With the pictures left out, copy the listing below exactly.

Begin THE INPUT

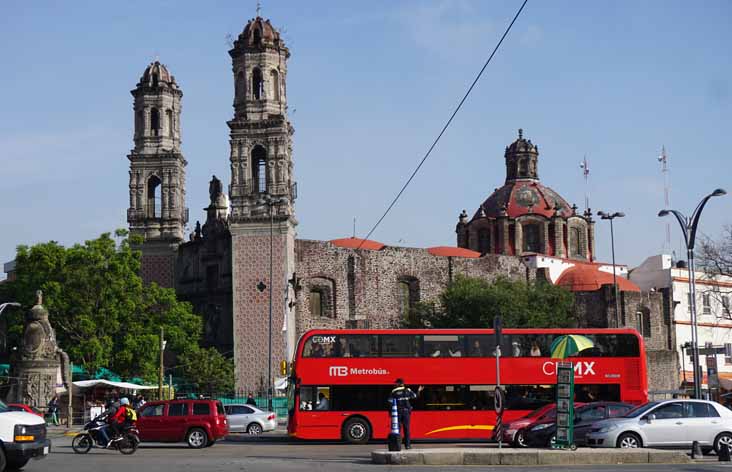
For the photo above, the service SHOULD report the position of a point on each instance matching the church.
(259, 288)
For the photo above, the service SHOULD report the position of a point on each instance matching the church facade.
(259, 288)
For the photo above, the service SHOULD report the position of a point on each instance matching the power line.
(447, 125)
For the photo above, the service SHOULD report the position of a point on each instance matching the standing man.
(403, 395)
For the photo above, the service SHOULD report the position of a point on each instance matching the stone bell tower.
(262, 193)
(157, 174)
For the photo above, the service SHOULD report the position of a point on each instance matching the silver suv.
(671, 423)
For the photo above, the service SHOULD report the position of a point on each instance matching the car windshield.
(536, 412)
(639, 410)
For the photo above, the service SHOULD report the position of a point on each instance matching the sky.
(370, 84)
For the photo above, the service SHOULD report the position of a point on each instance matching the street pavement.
(277, 453)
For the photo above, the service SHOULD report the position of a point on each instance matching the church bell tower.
(157, 174)
(262, 194)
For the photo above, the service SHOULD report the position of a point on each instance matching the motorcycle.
(126, 442)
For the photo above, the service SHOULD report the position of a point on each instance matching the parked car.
(667, 424)
(249, 419)
(200, 423)
(543, 434)
(22, 438)
(24, 407)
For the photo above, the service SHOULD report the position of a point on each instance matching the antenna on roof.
(663, 159)
(585, 166)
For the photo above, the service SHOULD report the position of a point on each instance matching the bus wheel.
(356, 430)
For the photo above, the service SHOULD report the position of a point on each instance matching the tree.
(715, 259)
(104, 316)
(473, 303)
(208, 370)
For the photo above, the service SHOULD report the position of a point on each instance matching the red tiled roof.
(353, 243)
(588, 278)
(447, 251)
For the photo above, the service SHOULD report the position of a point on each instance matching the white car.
(249, 419)
(667, 424)
(22, 437)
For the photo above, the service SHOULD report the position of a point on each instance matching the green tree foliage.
(102, 313)
(473, 303)
(208, 370)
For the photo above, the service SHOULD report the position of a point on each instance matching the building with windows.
(714, 320)
(245, 266)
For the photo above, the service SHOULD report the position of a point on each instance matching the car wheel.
(629, 441)
(356, 431)
(723, 438)
(520, 439)
(197, 438)
(254, 429)
(16, 464)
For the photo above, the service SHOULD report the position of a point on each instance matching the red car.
(24, 407)
(200, 423)
(513, 432)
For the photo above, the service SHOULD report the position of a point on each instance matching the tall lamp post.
(611, 217)
(688, 229)
(268, 201)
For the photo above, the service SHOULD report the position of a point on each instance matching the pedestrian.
(251, 400)
(53, 409)
(403, 394)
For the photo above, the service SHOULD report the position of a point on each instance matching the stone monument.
(42, 366)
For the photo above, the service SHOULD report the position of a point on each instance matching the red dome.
(589, 277)
(521, 197)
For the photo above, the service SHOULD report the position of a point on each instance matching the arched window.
(240, 86)
(532, 238)
(257, 84)
(316, 303)
(275, 84)
(259, 169)
(169, 122)
(408, 295)
(575, 242)
(523, 167)
(484, 241)
(154, 209)
(154, 121)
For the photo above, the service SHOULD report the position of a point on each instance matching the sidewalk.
(494, 456)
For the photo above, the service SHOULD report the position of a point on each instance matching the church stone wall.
(364, 285)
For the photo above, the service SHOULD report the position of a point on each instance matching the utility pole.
(160, 375)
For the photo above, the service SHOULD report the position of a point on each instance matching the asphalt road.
(272, 454)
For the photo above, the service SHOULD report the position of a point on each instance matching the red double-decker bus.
(354, 370)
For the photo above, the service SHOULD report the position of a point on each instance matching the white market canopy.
(109, 383)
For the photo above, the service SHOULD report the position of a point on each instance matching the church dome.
(156, 74)
(523, 197)
(258, 32)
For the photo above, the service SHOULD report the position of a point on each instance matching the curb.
(477, 456)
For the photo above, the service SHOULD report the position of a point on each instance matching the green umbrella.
(565, 346)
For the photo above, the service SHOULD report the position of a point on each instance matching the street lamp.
(270, 202)
(611, 217)
(688, 229)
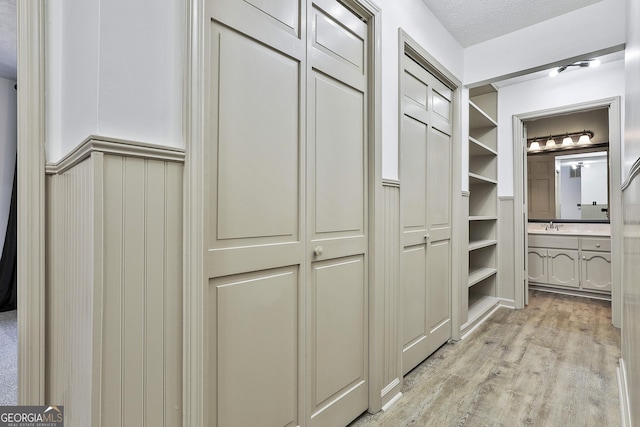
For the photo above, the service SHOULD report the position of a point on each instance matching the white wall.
(583, 31)
(568, 88)
(7, 151)
(420, 24)
(631, 198)
(114, 69)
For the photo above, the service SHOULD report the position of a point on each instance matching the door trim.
(31, 197)
(194, 90)
(615, 194)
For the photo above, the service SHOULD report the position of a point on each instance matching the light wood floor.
(550, 364)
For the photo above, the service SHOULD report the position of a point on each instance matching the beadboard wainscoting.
(506, 261)
(392, 377)
(114, 284)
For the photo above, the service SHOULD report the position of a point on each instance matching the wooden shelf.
(477, 275)
(477, 148)
(478, 179)
(483, 218)
(478, 119)
(481, 244)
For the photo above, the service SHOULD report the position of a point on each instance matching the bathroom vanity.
(570, 257)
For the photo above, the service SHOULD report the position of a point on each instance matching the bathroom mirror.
(569, 186)
(568, 183)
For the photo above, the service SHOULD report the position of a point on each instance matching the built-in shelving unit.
(483, 204)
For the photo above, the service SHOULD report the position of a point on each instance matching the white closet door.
(337, 298)
(426, 213)
(286, 208)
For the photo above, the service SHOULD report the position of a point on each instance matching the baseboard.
(625, 410)
(391, 402)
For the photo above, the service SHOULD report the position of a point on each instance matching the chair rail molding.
(31, 201)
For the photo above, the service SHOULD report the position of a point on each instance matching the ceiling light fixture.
(535, 146)
(582, 64)
(551, 143)
(567, 141)
(583, 137)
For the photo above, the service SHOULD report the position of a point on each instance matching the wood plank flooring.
(550, 364)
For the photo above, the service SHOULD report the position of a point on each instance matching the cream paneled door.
(336, 308)
(286, 211)
(425, 176)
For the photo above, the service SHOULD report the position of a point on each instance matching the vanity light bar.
(569, 139)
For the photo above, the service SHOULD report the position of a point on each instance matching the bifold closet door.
(254, 202)
(286, 214)
(425, 179)
(336, 311)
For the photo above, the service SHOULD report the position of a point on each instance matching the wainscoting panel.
(70, 309)
(114, 271)
(506, 261)
(392, 375)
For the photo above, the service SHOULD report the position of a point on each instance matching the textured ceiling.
(8, 21)
(475, 21)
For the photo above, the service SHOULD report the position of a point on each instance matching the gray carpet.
(8, 358)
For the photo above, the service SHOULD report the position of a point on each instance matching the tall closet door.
(426, 213)
(286, 208)
(254, 210)
(336, 310)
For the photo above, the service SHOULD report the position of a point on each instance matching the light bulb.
(567, 141)
(584, 139)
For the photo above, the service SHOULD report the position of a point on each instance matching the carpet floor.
(8, 358)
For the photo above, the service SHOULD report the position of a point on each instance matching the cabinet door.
(537, 270)
(596, 270)
(563, 267)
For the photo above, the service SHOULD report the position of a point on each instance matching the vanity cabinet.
(582, 263)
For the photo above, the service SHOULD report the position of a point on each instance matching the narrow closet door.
(426, 213)
(337, 308)
(254, 213)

End THE INPUT

* _SOLUTION FOR THIS EXERCISE_
For the photo above, the service SHOULD report the position of a point on each instance matching the church.
(259, 288)
For the photo above, the service SHOULD report the position of a point on each instance matching the church facade.
(259, 288)
For the photo above, the service SHOULD report the position of a point on each instance matching the power line.
(447, 125)
For the photo above, the service SHOULD report the position of a point on each instance matching the standing man.
(403, 395)
For the photo above, the service SHOULD report the position of a point on each instance matching the stone bell tower.
(262, 193)
(157, 174)
For the photo above, the service SHOULD report the position of a point on each instance matching the silver suv.
(671, 423)
For the photo above, the service SHOULD report the position of a point on each instance matching the car windshield.
(536, 412)
(639, 410)
For the photo above, the service SHOULD report the position of a point on each instance matching the sky.
(370, 84)
For the photo above, the service SHOULD report the position of a point on each instance matching the street pavement.
(277, 453)
For the photo above, the service SHOULD report the position of a point on each instance matching the church bell tower.
(157, 174)
(262, 194)
For the photo above, the service SHOULD report the position of a point on each instance matching the motorcycle.
(126, 442)
For the photo above, the service SHOULD report the position of a point on each instance matching the parked car.
(667, 424)
(249, 419)
(200, 423)
(543, 434)
(22, 438)
(24, 407)
For the photo above, the service SHOULD report the position of a point on each instance matching the antenna on roof.
(663, 159)
(585, 166)
For the photo above, the service SHOULD report the position of a point on each instance matching the bus wheel.
(356, 430)
For the photo above, the service SHOULD report the position of a point on each instance matching the tree.
(715, 259)
(104, 316)
(473, 303)
(208, 370)
For the photo above, the service SHOULD report the position of a point on each instance matching the red tiled roof.
(353, 243)
(588, 278)
(447, 251)
For the photo above, the service SHOULD report the position of a point on each instance matching the white car.
(249, 419)
(667, 424)
(22, 437)
For the photo above, the service SHOULD report the position of a point on each instance matching the green tree foliage.
(102, 313)
(473, 303)
(208, 370)
For the photo above, the service SHOULD report the position of a point on each instance matching the building with windows.
(714, 320)
(245, 266)
For the photo above, the service SHOULD report the position of a point on each instance matching the car wheel.
(629, 441)
(356, 431)
(723, 438)
(520, 439)
(197, 438)
(254, 429)
(16, 464)
For the photo above, the service SHOULD report the position of a point on each instance matching the red car.
(24, 407)
(200, 423)
(513, 432)
For the photo above, the service SHOULD report the position of a point on each instance matching the tall lamp post.
(611, 217)
(688, 229)
(268, 201)
For the photo above, the service SHOULD report the position of a point on each instance matching the pedestrian.
(251, 400)
(53, 409)
(403, 394)
For the photo above, the service SHOULD report the position of a point on each instance matching the stone monument.
(42, 366)
For the photo above, the service SHOULD report the position of a point on each instance matching the red dome.
(589, 277)
(521, 197)
For the photo above, the service SHOULD report the position of a point on each instance matching the arched window.
(240, 86)
(532, 238)
(257, 84)
(316, 303)
(275, 84)
(259, 169)
(169, 122)
(408, 295)
(575, 242)
(523, 167)
(484, 241)
(154, 209)
(154, 121)
For the photo above, the service SHOULD report the position of a point on each instance matching the sidewalk.
(494, 456)
For the photo above, the service SHOULD report the position of a point on each instance matching the church stone wall.
(364, 285)
For the photo above, the service SHOULD report the position of a point on each instance matching the utility pole.
(160, 375)
For the photo above, the service SHOULD report the position of a point on each instance matching the asphalt road.
(272, 454)
For the photo above, the service SHOULD report the position of a point on each instance matching the red double-decker bus.
(354, 370)
For the photo above, the service SHOULD report the position of a point on each instance matching the white market canopy.
(109, 383)
For the photo above, the service SHOULD report the position of a point on each instance matching the church dome.
(156, 74)
(523, 197)
(258, 32)
For the photo above, the service SHOULD report the position of a point on each instance matching the curb.
(477, 456)
For the photo above, the service SHOULD report the position of a point on each instance matching the green umbrella.
(565, 346)
For the photo above, the service SHOULD report the position of a point on each instance matching the street lamp.
(270, 202)
(611, 217)
(688, 229)
For the photo above, the service SHOULD report the position of a point on each instance matching the white wall.
(583, 31)
(568, 88)
(7, 151)
(420, 24)
(631, 198)
(114, 69)
For the photo above, the service SHOULD report the position of a point on each instance matching the door trim.
(31, 197)
(194, 90)
(615, 194)
For the photo above, the service SHOULD report the position of a point on each instance matching the light wood floor.
(550, 364)
For the photo above, the service SHOULD report the position of a point on each instance matching the beadboard wainscoting.
(506, 261)
(392, 377)
(114, 284)
For the photo above, the service SHOULD report the position of a point on each instance matching the wooden shelf.
(477, 275)
(477, 148)
(478, 179)
(483, 218)
(478, 119)
(481, 244)
For the photo above, the service SHOULD report the position of a point on each instance matching the bathroom vanity.
(570, 257)
For the photo above, the service SHOULD report the position of a point on each instance matching the bathroom mirror.
(569, 186)
(568, 183)
For the photo above, the service SHOULD report the position of a point on each instance matching the built-in shelving unit.
(483, 204)
For the photo above, the service SHOULD report the position of a point on each instance matching the white closet door.
(337, 298)
(426, 213)
(286, 208)
For the photo above, the service SHOULD report the position of a point on each instance matching the baseboard.
(625, 410)
(391, 402)
For the photo above, the service SHOULD report the position of a point on each instance matching the chair rail molding.
(31, 201)
For the photo above, the service SHOULD report the position of a point on each instance matching the ceiling light fixture.
(535, 146)
(582, 64)
(551, 143)
(567, 141)
(583, 137)
For the photo above, the service SHOULD report the position of a point on each instance matching the wood plank flooring.
(550, 364)
For the photo above, the service SHOULD report the position of a point on each instance matching the cream paneled door.
(336, 308)
(286, 211)
(425, 176)
For the photo above, the service SHOULD report the position of a point on each instance matching the vanity light bar.
(569, 139)
For the photo above, the service SHOULD report the position of a point on each instance matching the bifold closet door.
(254, 202)
(286, 214)
(425, 179)
(336, 311)
For the photo above, the service SHOULD report the position of a point on each instance matching the wainscoting panel.
(70, 309)
(114, 271)
(506, 261)
(392, 375)
For the photo above, the service SHOULD report the position of a point on each instance matching the textured ceiling.
(8, 21)
(475, 21)
For the photo above, the service SHOULD report the position of a point on each instance matching the gray carpet.
(8, 358)
For the photo above, the service SHOULD report the position of a point on each instance matching the tall closet door.
(426, 213)
(286, 208)
(254, 210)
(336, 310)
For the photo above, the service SHOULD report the position of a point on each instance matching the light bulb.
(567, 141)
(584, 139)
For the photo above, the service SHOULD report the position of a point on each instance matching the carpet floor.
(8, 358)
For the photo above, the service SHOULD report the position of a point on each instance matching the cabinet door.
(537, 270)
(596, 270)
(563, 267)
For the photo above, the service SHOULD report the position of a point on each instance matching the vanity cabinet.
(582, 263)
For the photo above, the service SHOULD report the position of a point on each instance matching the narrow closet door.
(426, 213)
(337, 308)
(254, 213)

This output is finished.